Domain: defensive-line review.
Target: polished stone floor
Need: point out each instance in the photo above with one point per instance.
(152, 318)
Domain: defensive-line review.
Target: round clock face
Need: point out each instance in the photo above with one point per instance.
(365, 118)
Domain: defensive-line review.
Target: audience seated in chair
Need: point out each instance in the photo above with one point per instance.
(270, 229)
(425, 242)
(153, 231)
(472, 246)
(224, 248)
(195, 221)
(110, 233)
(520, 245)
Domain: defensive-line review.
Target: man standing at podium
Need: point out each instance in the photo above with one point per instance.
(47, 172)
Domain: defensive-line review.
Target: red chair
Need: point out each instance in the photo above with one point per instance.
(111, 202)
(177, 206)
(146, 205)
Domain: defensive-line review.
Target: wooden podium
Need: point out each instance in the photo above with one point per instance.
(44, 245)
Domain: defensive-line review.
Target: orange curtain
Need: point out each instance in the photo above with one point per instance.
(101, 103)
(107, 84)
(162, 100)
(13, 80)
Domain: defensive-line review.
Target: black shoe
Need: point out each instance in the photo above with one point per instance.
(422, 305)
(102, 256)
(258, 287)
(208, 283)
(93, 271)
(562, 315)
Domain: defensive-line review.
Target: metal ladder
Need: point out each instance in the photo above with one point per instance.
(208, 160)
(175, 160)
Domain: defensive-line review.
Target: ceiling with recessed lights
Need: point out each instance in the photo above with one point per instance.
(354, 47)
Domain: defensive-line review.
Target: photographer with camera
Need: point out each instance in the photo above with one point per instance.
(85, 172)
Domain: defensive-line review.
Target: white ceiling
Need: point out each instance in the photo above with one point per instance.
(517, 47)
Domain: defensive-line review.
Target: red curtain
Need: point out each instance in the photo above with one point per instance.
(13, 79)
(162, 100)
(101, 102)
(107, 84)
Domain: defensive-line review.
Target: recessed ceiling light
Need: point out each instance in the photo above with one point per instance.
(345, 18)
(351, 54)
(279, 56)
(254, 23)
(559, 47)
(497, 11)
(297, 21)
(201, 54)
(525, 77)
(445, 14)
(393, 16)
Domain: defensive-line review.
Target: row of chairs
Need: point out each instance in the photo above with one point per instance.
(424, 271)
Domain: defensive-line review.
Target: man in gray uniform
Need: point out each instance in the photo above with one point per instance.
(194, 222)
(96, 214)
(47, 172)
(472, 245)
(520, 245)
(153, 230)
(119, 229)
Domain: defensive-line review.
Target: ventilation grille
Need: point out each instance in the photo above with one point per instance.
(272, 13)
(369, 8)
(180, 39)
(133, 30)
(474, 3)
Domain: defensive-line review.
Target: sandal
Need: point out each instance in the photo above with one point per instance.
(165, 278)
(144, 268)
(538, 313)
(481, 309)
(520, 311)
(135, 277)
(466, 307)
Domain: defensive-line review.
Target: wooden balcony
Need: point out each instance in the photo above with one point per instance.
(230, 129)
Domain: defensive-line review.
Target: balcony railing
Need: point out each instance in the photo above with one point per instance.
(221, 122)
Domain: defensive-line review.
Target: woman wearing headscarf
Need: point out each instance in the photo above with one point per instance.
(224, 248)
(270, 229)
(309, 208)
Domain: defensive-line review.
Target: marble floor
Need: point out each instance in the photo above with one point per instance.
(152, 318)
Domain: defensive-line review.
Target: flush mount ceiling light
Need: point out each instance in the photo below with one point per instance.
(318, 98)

■ ■ ■ ■ ■

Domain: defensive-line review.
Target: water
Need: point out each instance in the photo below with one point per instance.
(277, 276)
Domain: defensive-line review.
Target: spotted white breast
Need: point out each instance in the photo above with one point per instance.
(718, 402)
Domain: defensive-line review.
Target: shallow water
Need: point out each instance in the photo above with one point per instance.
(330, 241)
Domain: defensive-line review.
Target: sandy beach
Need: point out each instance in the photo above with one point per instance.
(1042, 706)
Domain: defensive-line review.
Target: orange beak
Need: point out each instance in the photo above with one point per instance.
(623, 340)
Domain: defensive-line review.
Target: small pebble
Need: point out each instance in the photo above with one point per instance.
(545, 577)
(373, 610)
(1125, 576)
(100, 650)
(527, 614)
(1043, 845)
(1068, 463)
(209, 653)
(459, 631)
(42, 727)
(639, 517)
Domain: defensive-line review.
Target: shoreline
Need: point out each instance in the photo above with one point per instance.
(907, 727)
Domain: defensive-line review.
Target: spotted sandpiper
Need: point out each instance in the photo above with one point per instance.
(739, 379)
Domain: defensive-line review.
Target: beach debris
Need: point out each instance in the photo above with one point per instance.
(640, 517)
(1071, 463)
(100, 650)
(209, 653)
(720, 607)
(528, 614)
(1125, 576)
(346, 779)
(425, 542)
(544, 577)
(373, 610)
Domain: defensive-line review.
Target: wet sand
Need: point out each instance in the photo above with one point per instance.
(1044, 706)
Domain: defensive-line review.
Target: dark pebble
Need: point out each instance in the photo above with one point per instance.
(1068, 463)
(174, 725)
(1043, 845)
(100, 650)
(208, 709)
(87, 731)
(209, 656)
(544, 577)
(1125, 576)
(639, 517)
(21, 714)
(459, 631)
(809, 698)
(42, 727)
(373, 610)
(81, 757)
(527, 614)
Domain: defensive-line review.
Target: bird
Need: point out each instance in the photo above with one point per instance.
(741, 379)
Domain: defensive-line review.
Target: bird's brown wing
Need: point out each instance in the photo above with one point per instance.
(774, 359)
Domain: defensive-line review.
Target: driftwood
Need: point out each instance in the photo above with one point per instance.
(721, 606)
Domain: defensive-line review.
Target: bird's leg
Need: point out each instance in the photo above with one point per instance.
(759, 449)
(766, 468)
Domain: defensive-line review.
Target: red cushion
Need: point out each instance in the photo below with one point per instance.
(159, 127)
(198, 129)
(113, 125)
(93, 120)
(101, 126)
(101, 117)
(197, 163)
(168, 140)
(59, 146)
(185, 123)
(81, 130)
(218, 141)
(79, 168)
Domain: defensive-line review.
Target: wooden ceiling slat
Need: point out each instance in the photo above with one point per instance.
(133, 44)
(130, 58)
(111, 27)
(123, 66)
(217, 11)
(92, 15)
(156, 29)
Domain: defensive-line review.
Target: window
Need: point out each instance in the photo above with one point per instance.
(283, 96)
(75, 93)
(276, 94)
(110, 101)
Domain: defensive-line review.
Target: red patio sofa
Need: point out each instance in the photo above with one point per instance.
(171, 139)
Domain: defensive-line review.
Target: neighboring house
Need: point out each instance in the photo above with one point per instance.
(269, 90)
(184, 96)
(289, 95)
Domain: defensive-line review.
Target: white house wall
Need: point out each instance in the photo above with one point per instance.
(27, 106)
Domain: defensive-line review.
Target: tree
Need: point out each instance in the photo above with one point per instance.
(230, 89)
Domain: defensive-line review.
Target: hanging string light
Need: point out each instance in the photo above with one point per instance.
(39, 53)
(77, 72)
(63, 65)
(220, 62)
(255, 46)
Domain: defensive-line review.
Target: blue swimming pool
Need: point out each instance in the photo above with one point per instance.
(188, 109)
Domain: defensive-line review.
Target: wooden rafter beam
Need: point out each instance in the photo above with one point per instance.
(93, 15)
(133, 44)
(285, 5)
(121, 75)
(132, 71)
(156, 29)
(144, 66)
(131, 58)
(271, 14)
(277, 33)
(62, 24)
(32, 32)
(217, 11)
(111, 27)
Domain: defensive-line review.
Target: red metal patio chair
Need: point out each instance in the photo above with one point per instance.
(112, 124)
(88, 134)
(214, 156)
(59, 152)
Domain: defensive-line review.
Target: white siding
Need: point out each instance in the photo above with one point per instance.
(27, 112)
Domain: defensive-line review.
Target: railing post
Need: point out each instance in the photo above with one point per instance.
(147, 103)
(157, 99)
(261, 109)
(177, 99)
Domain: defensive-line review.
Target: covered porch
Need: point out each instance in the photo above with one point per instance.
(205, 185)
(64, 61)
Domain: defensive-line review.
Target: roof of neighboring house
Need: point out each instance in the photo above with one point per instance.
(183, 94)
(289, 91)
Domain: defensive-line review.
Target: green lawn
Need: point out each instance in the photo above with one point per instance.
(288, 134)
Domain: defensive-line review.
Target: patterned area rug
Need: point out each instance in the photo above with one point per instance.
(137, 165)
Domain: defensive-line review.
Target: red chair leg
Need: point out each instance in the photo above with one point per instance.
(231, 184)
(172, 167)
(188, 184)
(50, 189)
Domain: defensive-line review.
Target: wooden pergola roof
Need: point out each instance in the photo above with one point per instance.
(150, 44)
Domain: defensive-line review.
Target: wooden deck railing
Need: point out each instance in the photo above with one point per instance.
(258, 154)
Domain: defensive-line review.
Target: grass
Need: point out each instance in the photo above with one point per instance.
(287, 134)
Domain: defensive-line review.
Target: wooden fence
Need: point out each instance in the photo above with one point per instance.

■ ■ ■ ■ ■

**SET TASK**
Collect every line in the records above that contains the word "neighboring", and copy each of those lines in full. Matching is case-sensitive.

**RESPONSE BELOW**
Target: neighboring house
Target: roof of neighboring house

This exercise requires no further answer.